▸ **REQUIREMENT A**:
Edit the entries from the line with "target | brick step edge" through the last entry, replacing "drop a pin" with "place a marker" and leaving everything else unchanged.

▸ **EXTRACT**:

Credit application 131 may send and receive credit card account and/or banking account information of the first user to credit account database 121 and/or banking account database 122 via network 105. For example, credit application 131 may obtain and send fuel payment information to credit account database 121 and/or banking account database 122 when first user pays for a fuel refill for vehicle 102. In some embodiments, fuel payment information may be sent to the databases 121 and/or 122 when first user uses a credit card and/or banking card at a fuel fill station. Credit application 131 may also obtain location information from positioning receiver 133 for sending a location of the fuel fill station at which first user pays for the fuel refill. Processor 112 may then access credit account database 121 and/or banking account database 122 to obtain the fuel payment information of the first user for vehicle 102 and/or the location information of the fuel fill station. It is understood that processor 112 may receive fuel payment information and location information from any source necessary, including other databases.

Loan application 132 may send and receive loan information of the first user to and from loan database 123 via network 105. For example, loan application 132 may obtain and send information of the vehicle 102 to loan database 123. Processor 112 may then access loan database 123 to receive information of the vehicle 102, including information of type of vehicle (e.g., manufacturer, model, and/or model year) for the vehicle 102. It is understood that processor 112 may receive the information of the vehicle 102 from any source necessary, including other databases.

▸ **LISTING**:
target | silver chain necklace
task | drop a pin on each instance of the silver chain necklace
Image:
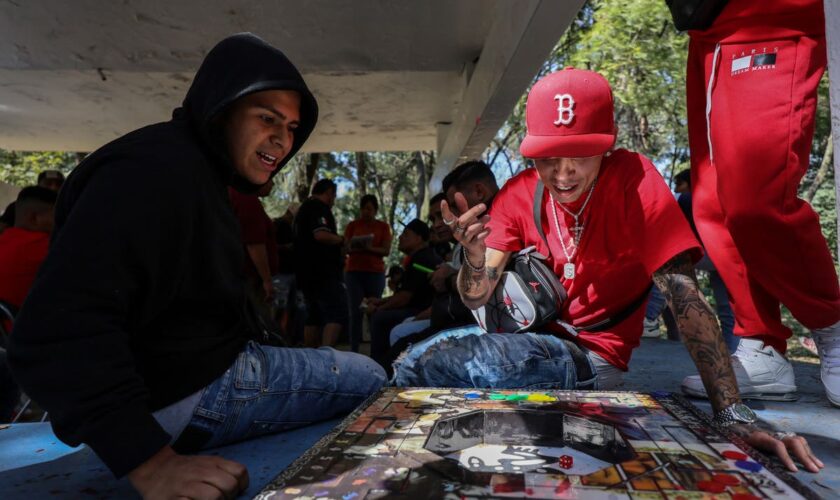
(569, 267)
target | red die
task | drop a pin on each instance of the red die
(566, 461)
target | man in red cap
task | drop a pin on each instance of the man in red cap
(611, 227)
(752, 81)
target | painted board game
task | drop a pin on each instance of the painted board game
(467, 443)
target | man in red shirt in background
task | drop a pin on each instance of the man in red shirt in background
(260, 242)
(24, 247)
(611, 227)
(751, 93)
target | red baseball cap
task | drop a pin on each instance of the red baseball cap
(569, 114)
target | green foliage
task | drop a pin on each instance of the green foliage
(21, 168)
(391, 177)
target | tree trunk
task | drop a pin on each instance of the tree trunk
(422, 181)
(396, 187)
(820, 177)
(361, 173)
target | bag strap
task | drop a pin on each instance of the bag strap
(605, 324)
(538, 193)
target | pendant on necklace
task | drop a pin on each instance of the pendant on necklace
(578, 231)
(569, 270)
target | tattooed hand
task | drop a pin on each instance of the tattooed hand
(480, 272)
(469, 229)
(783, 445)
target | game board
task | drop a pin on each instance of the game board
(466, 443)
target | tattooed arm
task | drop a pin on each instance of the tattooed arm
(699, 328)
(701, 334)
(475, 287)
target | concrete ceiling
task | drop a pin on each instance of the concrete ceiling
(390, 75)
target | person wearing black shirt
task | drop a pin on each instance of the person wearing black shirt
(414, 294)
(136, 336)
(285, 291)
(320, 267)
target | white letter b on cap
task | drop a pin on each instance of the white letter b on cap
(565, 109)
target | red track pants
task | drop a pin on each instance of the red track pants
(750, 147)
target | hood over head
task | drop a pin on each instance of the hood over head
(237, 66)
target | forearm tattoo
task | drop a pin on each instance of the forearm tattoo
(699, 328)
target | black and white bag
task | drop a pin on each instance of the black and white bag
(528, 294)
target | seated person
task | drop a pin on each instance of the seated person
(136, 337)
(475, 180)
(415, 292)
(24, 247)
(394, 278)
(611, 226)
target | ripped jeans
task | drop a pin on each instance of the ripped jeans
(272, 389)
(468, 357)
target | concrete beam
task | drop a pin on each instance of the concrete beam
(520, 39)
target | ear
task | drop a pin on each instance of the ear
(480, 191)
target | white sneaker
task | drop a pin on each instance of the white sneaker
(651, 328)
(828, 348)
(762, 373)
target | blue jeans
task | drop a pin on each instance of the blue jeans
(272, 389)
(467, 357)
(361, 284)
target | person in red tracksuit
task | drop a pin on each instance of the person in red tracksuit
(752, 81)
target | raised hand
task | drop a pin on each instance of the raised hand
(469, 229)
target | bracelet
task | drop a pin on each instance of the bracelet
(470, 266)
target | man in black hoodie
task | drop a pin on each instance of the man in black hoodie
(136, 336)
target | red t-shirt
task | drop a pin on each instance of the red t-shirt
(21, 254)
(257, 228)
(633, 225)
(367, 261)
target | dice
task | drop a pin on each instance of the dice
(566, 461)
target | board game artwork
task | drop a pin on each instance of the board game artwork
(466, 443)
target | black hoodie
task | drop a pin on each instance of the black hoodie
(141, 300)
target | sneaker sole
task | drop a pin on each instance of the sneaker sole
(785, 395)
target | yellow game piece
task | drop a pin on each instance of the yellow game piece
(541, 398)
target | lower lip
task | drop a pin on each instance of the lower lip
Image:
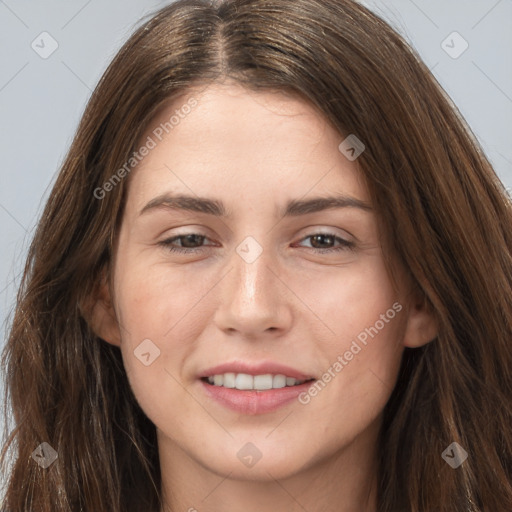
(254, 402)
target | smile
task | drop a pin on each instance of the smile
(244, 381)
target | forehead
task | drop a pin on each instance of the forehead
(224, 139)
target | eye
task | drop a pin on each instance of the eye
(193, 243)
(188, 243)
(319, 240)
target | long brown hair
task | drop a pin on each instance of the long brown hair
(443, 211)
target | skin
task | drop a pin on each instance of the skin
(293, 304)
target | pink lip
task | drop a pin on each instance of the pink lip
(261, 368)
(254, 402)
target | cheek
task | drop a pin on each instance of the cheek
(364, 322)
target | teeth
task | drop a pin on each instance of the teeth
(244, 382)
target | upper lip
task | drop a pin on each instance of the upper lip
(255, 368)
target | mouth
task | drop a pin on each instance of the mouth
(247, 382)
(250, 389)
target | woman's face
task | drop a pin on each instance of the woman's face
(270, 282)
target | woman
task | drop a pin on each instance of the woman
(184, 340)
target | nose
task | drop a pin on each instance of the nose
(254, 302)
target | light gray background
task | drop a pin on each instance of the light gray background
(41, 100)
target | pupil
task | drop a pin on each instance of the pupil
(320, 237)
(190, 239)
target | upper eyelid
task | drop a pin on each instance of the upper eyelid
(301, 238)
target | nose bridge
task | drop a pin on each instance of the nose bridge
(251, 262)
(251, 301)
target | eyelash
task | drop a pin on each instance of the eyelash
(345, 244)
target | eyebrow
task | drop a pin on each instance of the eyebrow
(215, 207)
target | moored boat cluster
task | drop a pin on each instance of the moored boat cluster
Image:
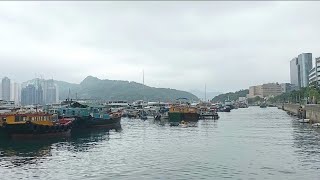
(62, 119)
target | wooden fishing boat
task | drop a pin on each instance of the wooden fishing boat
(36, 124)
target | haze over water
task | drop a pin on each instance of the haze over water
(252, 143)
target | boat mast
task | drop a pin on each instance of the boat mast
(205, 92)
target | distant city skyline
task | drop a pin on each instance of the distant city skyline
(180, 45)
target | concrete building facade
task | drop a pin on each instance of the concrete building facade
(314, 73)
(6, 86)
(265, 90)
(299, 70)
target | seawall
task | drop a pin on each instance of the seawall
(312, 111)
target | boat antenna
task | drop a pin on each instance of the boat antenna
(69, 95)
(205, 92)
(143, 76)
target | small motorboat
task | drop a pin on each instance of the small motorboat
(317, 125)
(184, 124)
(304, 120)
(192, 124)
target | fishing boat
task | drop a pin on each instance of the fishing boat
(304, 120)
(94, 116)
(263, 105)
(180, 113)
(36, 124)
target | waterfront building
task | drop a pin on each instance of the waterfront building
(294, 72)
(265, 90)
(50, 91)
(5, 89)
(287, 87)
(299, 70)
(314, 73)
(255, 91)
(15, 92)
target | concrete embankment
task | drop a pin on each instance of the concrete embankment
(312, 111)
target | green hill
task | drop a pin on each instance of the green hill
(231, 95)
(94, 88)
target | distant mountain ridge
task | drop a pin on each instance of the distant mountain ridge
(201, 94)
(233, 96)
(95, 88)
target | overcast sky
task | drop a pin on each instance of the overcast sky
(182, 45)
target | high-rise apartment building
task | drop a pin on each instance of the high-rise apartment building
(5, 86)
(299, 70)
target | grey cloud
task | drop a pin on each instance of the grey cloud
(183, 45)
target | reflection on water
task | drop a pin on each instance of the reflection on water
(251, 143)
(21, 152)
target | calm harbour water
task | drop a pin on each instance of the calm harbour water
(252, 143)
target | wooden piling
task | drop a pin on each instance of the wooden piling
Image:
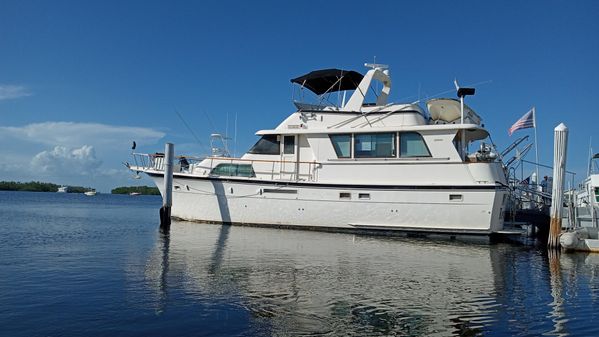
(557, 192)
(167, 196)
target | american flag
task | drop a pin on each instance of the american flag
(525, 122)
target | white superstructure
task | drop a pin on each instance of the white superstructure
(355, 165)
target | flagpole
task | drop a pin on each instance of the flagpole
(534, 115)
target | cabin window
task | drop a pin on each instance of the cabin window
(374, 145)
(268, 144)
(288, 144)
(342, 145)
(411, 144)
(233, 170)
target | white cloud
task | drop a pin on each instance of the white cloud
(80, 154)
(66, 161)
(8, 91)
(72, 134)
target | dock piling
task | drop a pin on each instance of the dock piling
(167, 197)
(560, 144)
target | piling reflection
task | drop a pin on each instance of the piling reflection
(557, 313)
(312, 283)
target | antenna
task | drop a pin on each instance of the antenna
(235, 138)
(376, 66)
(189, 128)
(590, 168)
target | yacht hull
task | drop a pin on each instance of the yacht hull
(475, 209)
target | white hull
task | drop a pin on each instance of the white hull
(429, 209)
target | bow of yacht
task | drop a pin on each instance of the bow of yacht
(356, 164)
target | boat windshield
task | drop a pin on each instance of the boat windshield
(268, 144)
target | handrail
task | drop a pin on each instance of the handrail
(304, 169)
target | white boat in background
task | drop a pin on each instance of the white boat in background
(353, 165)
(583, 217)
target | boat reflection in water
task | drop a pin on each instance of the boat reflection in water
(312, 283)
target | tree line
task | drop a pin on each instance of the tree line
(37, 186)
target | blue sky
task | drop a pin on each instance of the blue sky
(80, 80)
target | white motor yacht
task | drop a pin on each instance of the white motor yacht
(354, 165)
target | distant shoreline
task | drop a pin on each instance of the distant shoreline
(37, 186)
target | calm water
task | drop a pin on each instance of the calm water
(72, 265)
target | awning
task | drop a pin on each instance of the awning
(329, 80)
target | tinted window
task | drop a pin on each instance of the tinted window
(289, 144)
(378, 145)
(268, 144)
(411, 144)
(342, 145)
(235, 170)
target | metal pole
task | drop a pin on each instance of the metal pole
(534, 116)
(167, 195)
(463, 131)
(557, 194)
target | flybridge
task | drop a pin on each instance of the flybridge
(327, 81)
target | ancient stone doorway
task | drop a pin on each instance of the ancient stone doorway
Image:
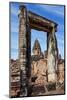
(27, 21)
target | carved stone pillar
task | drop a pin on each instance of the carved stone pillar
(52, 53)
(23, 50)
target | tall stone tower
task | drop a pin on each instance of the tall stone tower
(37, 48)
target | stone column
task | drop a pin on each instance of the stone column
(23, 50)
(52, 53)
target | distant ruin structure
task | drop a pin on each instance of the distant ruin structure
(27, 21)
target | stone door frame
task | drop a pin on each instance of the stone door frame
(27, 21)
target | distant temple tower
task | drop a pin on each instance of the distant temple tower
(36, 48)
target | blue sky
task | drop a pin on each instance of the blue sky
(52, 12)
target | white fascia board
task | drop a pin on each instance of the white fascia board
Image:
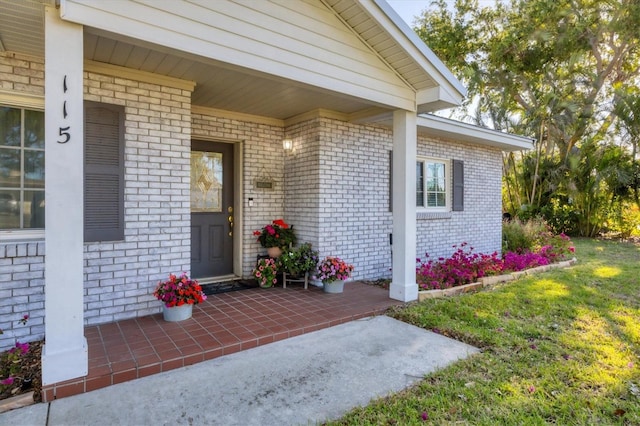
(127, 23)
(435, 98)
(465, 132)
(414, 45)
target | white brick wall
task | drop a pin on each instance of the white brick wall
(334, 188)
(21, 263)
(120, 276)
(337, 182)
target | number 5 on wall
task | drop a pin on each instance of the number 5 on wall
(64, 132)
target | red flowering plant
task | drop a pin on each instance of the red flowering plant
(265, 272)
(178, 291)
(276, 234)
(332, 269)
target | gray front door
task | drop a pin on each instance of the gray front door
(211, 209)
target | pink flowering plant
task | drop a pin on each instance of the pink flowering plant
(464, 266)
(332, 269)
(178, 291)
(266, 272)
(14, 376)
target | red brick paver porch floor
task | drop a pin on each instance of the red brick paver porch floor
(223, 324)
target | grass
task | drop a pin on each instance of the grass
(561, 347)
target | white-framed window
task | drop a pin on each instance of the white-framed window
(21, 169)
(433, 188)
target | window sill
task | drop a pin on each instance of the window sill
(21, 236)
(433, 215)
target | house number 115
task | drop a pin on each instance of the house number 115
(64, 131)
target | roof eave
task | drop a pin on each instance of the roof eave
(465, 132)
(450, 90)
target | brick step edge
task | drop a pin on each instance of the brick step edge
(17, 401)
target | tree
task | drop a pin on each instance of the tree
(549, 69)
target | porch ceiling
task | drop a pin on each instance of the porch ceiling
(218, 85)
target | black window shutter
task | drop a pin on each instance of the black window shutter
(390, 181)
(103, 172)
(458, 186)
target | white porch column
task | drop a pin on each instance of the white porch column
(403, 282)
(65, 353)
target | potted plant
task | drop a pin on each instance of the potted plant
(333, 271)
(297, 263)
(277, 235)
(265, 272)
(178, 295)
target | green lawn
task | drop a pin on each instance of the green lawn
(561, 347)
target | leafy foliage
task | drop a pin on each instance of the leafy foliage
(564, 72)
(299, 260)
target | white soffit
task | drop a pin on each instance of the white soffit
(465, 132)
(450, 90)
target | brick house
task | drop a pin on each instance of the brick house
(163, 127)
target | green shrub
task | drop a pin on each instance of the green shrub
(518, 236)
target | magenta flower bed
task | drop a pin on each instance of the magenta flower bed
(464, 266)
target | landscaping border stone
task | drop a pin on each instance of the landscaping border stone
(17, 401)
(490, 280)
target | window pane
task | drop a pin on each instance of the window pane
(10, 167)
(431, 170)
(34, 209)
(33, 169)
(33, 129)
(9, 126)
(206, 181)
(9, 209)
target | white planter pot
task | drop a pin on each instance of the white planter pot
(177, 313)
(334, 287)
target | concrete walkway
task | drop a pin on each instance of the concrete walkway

▸ **REQUIREMENT B**:
Summarize the passage on the credit and loan applications in two sentences.

▸ **WRITTEN ANSWER A**:
target | brick step edge
task | place a marker on each instance of the brick step edge
(17, 401)
target | tree
task | place a marker on each instance of the tree
(549, 69)
target | porch ceiling
task | place a marker on each instance of the porch ceiling
(218, 85)
target | black window shutter
task | place a marker on each instance of the black window shutter
(390, 181)
(103, 172)
(458, 186)
target | white porch column
task | place a marker on each instance of the white porch column
(403, 282)
(65, 353)
target | potted plant
task | place a marker on each instance of the potted plant
(333, 271)
(297, 263)
(277, 235)
(265, 272)
(178, 295)
target | green lawn
task | place a marker on each instance of the green lawn
(561, 347)
target | leafy foliage
task | place a marker on each instance of the leafy foliage
(564, 72)
(299, 260)
target | white soffit
task | place a marker on each instance of the white soffit
(465, 132)
(450, 90)
target | brick house
task | place a marker on each instance of the brick house
(163, 127)
target | green shrub
task | place a marker on each instance of the green shrub
(518, 236)
target | magenta flower bed
task | place a marker on each instance of the magenta flower bed
(464, 266)
target | landscaping border stone
task | place a marker on each instance of the landscaping border stone
(17, 401)
(490, 280)
target | window pane
task | place a marker on each instance of the window pane
(10, 167)
(431, 170)
(34, 209)
(33, 169)
(33, 129)
(9, 126)
(206, 181)
(9, 209)
target | white planter pot
task | place a marker on each instance of the white planter pot
(177, 313)
(334, 287)
target | concrete walkway
task | place a marker on each instance of the concrete walkway

▸ **WRITTEN ANSWER B**:
Credit application 131 can send and receive the first user's credit card or banking account information, including fuel payment details and the fuel fill station's location from positioning receiver 133, to and from the credit account and banking account databases via network 105, and processor 112 can access those databases to get that information. Loan application 132 likewise exchanges the first user's loan information with loan database 123, from which processor 112 can receive details of vehicle 102 such as its manufacturer, model, and model year.